= Quoted passage =
:::::
Monday was another one of those days.  When will facilities people get it through their heads that

…maybe it isn’t a GREAT idea to test the generator during the day…

…maybe it’s something better done at night, on a weekend, or when the moon isn’t full…

…maybe it’s a good idea to let the IT people know you’re testing it…

…maybe it’s an even better idea to CLOSE THE BYPASS BREAKER before you start the test.

Monday at about 2pm the planets aligned in their universal task of making me work late.

17 hours later I left the site.

I’m pretty impressed.  We went from a quick-quiet datacenter to back up and running in about 10 hours.  A few more hours working out parts replacements… and all is golden.

Not bad.  Could have been better.  I hope so because in order to fix the Generator/UPS problem that caused the issue in the first place, they are going to have to take the power down again…

At least this time it will be graceful…I hope…I think they’ve scheduled it for the next full moon.
:::::
= Stored rows =
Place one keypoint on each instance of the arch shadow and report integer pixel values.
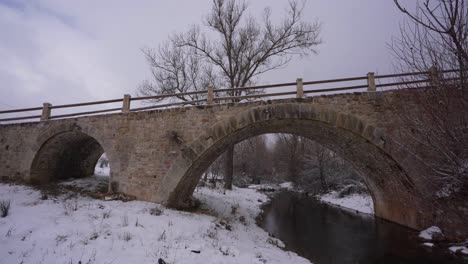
(66, 154)
(359, 143)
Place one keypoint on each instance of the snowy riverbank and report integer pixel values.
(69, 230)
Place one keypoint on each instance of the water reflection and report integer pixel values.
(326, 234)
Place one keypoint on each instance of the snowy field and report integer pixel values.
(81, 229)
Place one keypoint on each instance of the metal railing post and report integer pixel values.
(210, 95)
(370, 82)
(45, 111)
(126, 103)
(300, 88)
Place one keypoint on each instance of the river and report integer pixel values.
(326, 234)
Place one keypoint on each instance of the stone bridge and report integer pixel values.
(160, 155)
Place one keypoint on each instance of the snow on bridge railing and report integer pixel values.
(213, 96)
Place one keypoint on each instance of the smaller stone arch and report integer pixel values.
(64, 152)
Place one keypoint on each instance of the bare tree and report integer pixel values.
(232, 50)
(435, 37)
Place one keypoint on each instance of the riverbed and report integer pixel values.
(327, 234)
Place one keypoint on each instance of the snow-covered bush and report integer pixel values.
(4, 208)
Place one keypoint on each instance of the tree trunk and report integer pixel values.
(323, 182)
(229, 167)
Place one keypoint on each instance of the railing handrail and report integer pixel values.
(370, 85)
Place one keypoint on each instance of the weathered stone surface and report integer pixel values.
(160, 155)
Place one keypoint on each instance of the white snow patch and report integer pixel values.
(359, 202)
(104, 171)
(461, 249)
(429, 232)
(83, 229)
(275, 187)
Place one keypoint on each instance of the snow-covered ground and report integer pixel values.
(359, 202)
(70, 230)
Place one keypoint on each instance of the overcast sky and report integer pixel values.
:::::
= Exercises =
1. In the post about the generator test, translate the following sentence into French: "Monday at about 2pm the planets aligned in their universal task of making me work late."
2. Answer the following questions using the post about the generator test:
(a) How many hours later did the writer leave the site?
(b) Approximately how long did it take to get the datacenter back up and running?
(c) For when does the writer think the next power-down has been scheduled?

= Answers to the problems =
1. Lundi, vers 14 h, les planètes se sont alignées dans leur tâche universelle de me faire travailler tard.

2.
(a) 17 hours later.
(b) About 10 hours.
(c) The next full moon.